## [What is asked]
Can you copy out, word for word, everything in the material below from the line containing "Label every instance of leafy" down to the line containing "255, 132, 296, 153", including both of those lines?

## [Records for this exercise]
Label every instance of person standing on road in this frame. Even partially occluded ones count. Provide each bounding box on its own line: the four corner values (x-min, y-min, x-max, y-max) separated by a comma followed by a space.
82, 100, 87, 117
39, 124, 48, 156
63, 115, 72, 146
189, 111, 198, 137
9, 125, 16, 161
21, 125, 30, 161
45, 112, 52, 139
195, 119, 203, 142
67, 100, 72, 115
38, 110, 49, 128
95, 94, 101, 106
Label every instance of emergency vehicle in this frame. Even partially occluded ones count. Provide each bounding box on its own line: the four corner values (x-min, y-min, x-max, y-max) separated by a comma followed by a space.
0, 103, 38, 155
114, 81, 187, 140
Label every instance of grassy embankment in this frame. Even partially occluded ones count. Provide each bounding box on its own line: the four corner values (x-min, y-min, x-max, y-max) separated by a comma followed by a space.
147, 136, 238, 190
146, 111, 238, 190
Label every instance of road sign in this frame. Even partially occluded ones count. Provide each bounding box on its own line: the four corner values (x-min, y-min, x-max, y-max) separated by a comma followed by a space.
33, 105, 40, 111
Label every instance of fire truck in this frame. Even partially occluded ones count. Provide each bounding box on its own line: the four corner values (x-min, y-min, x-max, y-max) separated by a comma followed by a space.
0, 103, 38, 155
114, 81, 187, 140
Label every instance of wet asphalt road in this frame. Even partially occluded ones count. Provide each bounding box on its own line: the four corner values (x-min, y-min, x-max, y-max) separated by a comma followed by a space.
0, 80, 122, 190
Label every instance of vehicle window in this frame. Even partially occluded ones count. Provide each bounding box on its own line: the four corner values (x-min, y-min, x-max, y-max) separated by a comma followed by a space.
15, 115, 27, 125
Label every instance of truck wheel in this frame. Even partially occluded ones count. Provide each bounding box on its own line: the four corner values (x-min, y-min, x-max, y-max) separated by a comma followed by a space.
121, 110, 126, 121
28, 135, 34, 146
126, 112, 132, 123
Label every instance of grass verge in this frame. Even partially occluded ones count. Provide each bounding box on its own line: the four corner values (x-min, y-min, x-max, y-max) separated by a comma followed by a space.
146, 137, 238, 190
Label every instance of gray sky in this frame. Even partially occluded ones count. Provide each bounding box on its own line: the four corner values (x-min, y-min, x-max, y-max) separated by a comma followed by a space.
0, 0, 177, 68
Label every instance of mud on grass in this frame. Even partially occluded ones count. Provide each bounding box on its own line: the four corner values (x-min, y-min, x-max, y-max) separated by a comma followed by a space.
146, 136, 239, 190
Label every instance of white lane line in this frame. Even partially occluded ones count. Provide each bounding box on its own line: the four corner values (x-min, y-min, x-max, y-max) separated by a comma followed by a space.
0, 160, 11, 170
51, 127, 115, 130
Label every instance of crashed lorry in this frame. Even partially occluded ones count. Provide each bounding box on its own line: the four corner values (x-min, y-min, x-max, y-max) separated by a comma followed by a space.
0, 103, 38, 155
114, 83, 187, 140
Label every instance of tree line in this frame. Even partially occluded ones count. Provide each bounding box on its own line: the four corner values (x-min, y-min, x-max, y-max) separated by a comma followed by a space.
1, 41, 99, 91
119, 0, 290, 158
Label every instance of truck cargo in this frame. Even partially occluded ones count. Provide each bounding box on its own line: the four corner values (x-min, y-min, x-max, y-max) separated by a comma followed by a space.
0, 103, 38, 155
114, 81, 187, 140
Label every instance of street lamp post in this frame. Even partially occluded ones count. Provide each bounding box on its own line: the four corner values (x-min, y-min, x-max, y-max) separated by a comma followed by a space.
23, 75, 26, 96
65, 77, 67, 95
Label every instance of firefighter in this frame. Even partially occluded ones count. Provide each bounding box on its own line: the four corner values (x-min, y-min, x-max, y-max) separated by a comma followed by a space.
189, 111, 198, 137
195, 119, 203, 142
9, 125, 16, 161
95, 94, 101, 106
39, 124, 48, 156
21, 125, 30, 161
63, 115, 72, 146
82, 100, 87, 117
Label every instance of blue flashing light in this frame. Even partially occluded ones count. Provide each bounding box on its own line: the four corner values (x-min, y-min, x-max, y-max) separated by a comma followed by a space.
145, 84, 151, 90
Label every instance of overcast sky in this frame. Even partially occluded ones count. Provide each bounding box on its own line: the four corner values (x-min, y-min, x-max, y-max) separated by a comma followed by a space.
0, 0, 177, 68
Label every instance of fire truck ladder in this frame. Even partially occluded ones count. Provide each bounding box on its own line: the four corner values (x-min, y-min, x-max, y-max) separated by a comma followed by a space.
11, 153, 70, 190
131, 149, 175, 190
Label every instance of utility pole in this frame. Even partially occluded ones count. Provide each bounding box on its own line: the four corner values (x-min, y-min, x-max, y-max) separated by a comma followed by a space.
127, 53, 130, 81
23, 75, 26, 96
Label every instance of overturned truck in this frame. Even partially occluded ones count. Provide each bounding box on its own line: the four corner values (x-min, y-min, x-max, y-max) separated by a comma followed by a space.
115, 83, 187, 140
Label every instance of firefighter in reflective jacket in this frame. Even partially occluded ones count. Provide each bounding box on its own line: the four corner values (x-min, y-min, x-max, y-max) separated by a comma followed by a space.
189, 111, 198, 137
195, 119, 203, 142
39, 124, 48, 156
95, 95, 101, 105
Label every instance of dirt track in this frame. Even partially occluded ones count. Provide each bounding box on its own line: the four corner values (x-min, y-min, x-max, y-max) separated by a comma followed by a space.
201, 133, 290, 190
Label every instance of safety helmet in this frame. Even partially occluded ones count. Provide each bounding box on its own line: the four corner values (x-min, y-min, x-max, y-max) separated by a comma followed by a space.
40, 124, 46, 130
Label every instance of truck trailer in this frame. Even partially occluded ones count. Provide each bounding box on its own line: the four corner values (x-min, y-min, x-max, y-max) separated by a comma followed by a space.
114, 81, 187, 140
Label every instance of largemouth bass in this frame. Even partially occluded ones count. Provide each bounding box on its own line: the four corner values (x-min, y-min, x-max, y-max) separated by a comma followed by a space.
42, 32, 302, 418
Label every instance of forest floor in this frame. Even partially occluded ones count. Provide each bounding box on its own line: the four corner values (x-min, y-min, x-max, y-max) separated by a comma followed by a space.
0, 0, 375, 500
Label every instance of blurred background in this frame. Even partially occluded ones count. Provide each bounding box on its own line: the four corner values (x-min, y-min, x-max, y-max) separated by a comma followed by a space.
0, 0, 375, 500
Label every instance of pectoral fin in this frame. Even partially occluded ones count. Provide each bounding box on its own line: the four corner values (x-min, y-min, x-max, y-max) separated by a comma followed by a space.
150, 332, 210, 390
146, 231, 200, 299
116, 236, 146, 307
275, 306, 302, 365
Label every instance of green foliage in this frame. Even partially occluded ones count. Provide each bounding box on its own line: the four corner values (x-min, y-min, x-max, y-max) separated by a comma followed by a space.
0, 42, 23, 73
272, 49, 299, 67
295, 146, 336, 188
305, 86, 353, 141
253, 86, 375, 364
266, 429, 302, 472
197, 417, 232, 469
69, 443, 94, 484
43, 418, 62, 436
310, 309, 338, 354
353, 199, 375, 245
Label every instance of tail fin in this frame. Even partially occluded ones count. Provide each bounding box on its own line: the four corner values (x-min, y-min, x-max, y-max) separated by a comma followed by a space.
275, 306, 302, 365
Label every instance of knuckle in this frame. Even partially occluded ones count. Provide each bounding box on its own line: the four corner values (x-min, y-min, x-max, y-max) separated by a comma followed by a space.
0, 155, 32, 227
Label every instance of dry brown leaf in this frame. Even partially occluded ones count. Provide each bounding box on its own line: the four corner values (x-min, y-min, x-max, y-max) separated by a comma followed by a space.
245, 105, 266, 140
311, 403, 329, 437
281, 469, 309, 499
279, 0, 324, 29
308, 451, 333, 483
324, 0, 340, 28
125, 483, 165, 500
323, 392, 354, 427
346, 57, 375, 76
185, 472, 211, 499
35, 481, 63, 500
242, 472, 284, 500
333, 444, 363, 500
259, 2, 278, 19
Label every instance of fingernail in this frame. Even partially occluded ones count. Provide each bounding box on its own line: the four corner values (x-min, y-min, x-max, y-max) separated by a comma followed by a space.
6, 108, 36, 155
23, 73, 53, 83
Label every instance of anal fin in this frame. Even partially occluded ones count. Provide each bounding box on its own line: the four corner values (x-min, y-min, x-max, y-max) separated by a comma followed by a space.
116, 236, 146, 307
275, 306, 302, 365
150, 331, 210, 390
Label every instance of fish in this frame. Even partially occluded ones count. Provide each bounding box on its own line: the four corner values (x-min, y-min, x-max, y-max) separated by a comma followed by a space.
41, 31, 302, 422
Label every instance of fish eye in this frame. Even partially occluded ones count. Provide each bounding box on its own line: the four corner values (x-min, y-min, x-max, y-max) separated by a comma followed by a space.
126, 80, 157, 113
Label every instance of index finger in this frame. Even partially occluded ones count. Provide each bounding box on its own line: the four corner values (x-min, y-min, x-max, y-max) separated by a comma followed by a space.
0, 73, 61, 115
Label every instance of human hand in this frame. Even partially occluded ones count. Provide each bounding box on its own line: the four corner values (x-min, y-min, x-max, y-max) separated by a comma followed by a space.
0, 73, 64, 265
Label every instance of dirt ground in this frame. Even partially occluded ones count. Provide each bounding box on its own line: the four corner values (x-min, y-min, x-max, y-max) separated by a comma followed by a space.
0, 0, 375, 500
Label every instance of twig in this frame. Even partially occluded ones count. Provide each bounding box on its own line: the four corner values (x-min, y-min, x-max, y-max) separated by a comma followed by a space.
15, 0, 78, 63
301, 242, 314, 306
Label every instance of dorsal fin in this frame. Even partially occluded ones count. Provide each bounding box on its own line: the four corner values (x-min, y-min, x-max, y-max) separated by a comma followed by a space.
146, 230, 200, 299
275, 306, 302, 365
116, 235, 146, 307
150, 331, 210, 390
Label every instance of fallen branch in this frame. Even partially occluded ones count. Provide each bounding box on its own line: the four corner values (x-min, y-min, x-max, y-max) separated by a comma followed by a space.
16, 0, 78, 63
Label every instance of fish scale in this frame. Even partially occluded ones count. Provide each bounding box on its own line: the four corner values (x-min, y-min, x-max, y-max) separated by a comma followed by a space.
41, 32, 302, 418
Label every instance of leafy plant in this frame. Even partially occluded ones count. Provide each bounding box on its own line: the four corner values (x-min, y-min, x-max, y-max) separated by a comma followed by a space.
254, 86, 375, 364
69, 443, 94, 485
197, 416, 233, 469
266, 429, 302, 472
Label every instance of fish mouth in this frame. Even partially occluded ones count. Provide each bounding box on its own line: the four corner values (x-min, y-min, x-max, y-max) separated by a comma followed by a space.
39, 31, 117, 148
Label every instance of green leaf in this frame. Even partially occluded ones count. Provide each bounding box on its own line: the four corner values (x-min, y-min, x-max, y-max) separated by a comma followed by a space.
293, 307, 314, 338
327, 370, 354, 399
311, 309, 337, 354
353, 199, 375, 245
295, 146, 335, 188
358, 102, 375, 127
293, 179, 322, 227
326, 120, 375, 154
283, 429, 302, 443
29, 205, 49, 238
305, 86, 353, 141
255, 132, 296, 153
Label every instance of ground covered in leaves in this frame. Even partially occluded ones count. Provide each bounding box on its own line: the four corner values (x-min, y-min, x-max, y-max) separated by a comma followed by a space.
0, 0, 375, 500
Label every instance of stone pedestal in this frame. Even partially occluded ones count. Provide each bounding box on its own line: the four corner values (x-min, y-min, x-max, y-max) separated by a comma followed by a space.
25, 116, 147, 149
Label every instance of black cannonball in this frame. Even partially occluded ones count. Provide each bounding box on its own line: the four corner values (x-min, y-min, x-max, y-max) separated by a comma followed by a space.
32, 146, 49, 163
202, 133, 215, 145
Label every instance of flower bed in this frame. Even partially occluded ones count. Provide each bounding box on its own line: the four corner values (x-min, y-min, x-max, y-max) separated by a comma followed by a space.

## [Output below]
Label every instance of leafy plant in this frame. Even partially occluded ones count. Provide each bounding box on its own line: the four corner values (x-min, y-min, x-max, y-max) separated by a comma followed by a space.
254, 86, 375, 364
69, 443, 94, 485
197, 416, 233, 469
266, 429, 302, 472
Label every instance of fish mouth in this frame. Even partially occluded ones count. Provide each bounding box on its own line: the four corner values (x-min, y-min, x-max, y-max) separated by a comma followed by a space.
39, 31, 117, 148
Label every instance of green leaf in this frame. Even partially occluded ones count. Provide each bounding box on its own line: the four corner values (x-min, y-min, x-max, y-max) separated by a comma followed by a space.
293, 307, 314, 338
327, 370, 354, 399
311, 309, 337, 354
353, 199, 375, 245
295, 146, 335, 188
358, 102, 375, 127
293, 179, 322, 227
326, 120, 375, 154
283, 429, 302, 443
29, 205, 49, 238
305, 86, 353, 141
255, 132, 296, 153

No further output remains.